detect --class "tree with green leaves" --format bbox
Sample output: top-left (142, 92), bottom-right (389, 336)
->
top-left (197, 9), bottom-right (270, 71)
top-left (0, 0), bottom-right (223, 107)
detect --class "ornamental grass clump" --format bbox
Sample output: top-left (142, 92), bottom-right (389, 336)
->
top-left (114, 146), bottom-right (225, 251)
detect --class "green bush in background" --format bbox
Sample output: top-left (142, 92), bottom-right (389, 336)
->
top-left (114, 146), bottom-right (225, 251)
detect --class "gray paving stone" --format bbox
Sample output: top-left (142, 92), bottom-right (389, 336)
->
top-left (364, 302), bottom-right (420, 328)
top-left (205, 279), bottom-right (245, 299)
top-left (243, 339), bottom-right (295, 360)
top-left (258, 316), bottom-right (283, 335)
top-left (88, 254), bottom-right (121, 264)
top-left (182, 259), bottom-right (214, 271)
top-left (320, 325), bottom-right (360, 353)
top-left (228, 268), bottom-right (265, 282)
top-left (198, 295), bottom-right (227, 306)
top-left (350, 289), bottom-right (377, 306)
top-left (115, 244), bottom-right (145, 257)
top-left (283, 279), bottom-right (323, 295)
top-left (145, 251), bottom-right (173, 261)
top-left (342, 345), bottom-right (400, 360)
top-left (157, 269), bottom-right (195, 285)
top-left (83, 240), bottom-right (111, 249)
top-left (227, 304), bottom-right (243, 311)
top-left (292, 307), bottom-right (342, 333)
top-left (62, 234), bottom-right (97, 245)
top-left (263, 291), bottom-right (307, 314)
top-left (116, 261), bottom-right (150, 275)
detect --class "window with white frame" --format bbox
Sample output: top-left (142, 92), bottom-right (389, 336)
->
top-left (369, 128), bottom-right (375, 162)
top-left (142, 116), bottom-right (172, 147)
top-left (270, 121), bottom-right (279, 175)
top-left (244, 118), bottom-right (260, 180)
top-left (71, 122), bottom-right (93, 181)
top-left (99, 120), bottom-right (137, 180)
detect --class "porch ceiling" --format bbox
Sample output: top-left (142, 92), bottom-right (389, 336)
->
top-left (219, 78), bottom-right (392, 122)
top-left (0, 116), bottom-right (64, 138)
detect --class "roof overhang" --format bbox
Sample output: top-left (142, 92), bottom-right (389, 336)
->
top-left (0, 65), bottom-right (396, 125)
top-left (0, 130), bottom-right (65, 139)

━━━━━━

**Job**
Please count the lines above that contain the string "green", treating uppercase and lowercase as different. Reply with the number only.

**Finished answer**
2